_SUPPLIED MATERIAL_
* * *

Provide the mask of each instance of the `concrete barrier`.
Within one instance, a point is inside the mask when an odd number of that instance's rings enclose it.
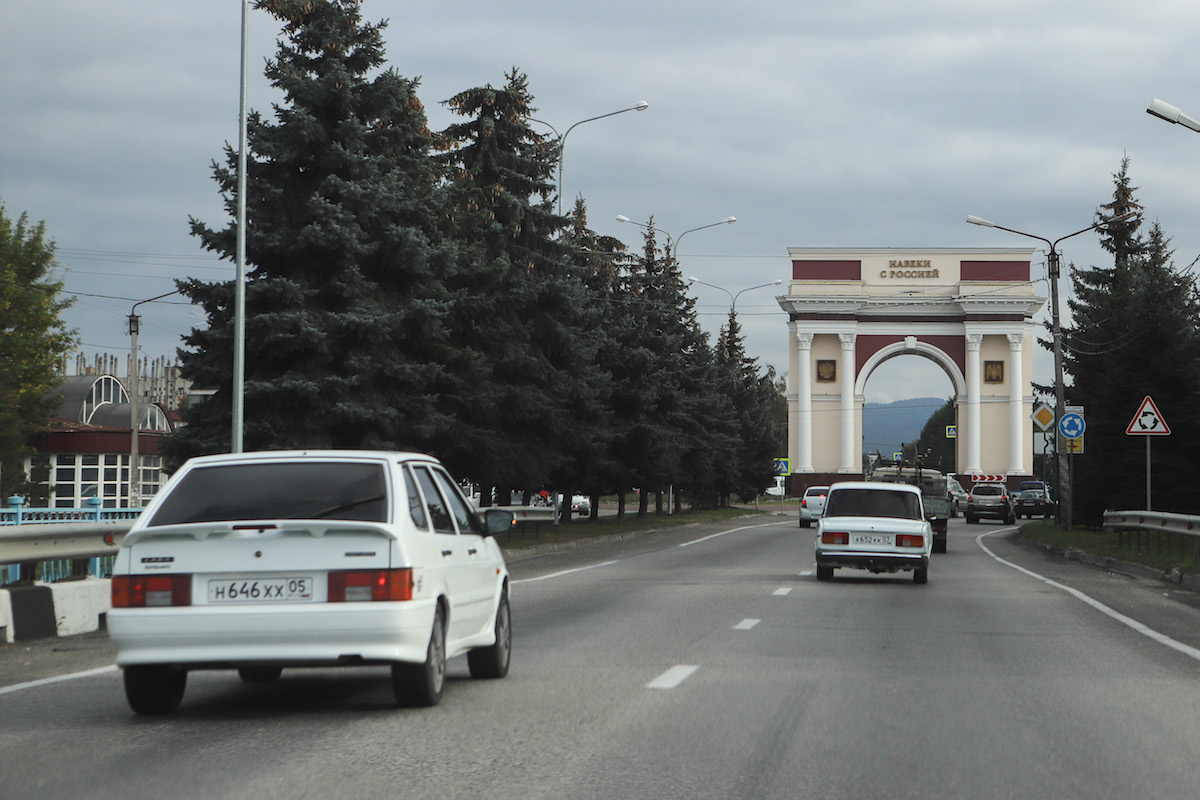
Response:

* * *

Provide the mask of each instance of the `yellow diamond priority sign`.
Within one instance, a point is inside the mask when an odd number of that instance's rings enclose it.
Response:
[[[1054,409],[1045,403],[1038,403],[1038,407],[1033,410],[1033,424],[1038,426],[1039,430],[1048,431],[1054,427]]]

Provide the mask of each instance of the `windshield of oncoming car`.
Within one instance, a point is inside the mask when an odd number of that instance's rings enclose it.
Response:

* * *

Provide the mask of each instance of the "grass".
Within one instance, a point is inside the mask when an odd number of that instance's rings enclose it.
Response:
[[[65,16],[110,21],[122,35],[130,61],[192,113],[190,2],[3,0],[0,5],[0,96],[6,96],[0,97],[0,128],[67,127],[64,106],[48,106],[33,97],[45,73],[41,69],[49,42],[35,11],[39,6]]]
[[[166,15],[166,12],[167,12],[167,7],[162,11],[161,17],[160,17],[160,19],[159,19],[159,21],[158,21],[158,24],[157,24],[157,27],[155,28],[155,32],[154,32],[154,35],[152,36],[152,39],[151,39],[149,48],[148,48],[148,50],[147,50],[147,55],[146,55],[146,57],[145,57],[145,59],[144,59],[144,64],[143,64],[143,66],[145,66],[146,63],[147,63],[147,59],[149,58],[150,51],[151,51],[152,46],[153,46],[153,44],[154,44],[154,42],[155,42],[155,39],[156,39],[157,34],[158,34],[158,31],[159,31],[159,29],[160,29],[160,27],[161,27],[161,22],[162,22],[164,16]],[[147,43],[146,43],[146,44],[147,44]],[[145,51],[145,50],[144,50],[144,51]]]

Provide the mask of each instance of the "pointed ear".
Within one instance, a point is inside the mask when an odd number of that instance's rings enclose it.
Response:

* * *

_WHAT YOU NEED TO DO_
Whenever a line above has the word "each" in it, copy that line.

_WRITTEN SOLUTION_
Provide the mask of each instance of the `concrete barrier`.
Provide the mask of each instance of the `yellow diamond priority sign`.
Provide the mask of each instance of the `windshield of oncoming car`.
Provide the mask of each instance of the "grass".
Provide the mask of each instance of the "pointed ear".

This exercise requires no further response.